Hate rarely makes for great comedy.

Look no further than the late night landscape. Comedians spew monologues brimming with bile, leaving audiences with one simple question.

Where are the jokes?

A similar fate suffocates “Okja,” the Netflix satire from “Snowpiercer” auteur Bong Joon-ho. The South Korean Director co-wrote the Film, bringing the same over-the-top style that nearly crushed his 2014 global warming screed.

Or should we say his income inequality rant. Yet “Snowpiercer” was so inventive, and darkly fun, that the sermonizing couldn’t slow the film’s hurtling train.

“Okja” is another matter. And, as bad as the movie it (and it’s awful) the film features one memorable bug – the worst comedic performance of the last 20 years.

Okja is an adorable “super pig” created by the magnificently evil Mirando Corporation. CEO Lucy Mirando (Tilda Swinton, going the full Tilda Swinton) sends Okja and a gaggle of similarly scientifically engineered pigs to farmers across the globe.

Why?

It’s an international competition to see who can nurture the very best super pig possible. Who will then be eaten, of course. It’s all for marketing purposes.

That makes no sense. “Okja” is just warming up.

Ten years later we meet Mija (Seo-hyeon Ahn), a South Korean girl whose guardian raised one of those pigs. She’s grown attached to the creature, brought to life by elegant, spectacular FX. The visuals are so perfect you quickly believe Okja is as real as the Fido at your feet.

FAST FACT: “Okja” drew boos at the Cannes Film Festival, but not for any content reasons. The movie’s Netflix roots caused a stir at the event, as audience members hissed over a company upending the theatrical model.

The director stages these sequences with love and compassion. He’s always been a master visualist, and he flexes those muscle in these captivating moments. Then, the wicked/evil/no-good/rotten corporation comes to reclaim its property. He’ll be delicious!

Get it? Because companies shouldn’t make meat for mass consumption.

What follows is an all too obvious attack on the food industry and, in various doses, capitalism. One needn’t be a meat-eating, MAGA hat-wearing type to recoil over “Okja,” though.

It’s dull. And finger-wagging. And clumsy in almost every way that counts.

Supplied entries:
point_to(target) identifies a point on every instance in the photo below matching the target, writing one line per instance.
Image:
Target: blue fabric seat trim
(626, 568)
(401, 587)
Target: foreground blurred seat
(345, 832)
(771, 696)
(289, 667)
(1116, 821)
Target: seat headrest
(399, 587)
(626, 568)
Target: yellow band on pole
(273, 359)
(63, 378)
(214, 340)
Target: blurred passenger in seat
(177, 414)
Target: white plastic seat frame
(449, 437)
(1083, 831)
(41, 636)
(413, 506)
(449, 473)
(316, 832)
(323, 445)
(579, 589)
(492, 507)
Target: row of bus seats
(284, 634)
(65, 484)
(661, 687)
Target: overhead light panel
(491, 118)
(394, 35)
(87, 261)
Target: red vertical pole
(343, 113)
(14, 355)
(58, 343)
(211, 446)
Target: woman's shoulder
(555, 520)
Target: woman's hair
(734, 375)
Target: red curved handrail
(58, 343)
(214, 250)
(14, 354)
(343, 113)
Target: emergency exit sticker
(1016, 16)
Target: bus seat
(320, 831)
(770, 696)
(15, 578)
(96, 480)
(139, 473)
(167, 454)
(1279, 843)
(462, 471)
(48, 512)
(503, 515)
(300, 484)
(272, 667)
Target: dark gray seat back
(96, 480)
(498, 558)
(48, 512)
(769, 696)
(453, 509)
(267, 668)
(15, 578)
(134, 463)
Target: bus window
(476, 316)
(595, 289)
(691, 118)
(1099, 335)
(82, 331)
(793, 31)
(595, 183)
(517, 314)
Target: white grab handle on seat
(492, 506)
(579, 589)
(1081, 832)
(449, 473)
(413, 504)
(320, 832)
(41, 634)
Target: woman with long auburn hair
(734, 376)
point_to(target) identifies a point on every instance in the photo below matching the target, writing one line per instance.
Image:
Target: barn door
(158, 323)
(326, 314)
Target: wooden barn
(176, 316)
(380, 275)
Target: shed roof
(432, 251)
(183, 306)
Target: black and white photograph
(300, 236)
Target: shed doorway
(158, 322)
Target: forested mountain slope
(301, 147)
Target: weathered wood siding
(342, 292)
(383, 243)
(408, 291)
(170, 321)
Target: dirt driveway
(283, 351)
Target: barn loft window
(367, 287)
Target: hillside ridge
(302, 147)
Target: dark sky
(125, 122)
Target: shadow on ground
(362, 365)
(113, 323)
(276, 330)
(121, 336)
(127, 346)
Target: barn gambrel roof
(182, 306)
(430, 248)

Exercise set:
[A] Turn the paragraph of the Okja review that begins "Okja is an adorable" into a short bulleted list that keeps its main facts.
[B] Carry on the Okja review from its last line with two or three more paragraphs in the same voice.
The items on this page are separate material and have nothing to do with the Okja review.

Answers to the tasks:
[A]
- Okja is an adorable "super pig" created by the evil Mirando Corporation.
- Lucy Mirando, the company's CEO, is played by Tilda Swinton.
- The company sends Okja and other scientifically engineered pigs to farmers around the world.

[B]
Scene after scene wears you down, the screenplay attempting satire but managing to create flop sweat theater instead. Key plot points are hammered home so often it’s like the cast forgot the story and had to keep reminding us what’s at stake.

Swinton, who can be a revelation in the right role, is wildly over the top in not one but too insufferable parts. She’s practically Buster Keaton reborn compared to her co-star, Jake Gyllenhaal.

Jake Gyllenhaal is one of several reasons ‘Okja’ is a massive fail.

The “Life” star plays the host of an animal TV series in the Steve Irwin mold. It’s like Gyllenhaal had never seen a comedy before, and every time he mugged the director kept screaming, “more, more … MORE.”

You’ll wince and wish you could un-see every second.

The film also features a group of sweet, cuddly Animal Liberation Front folks trying to save Okja from his fate. They’re aggressively kind because so many radicals are these days. They wear black masks in true Antifa style and have cute names like Red and Blond.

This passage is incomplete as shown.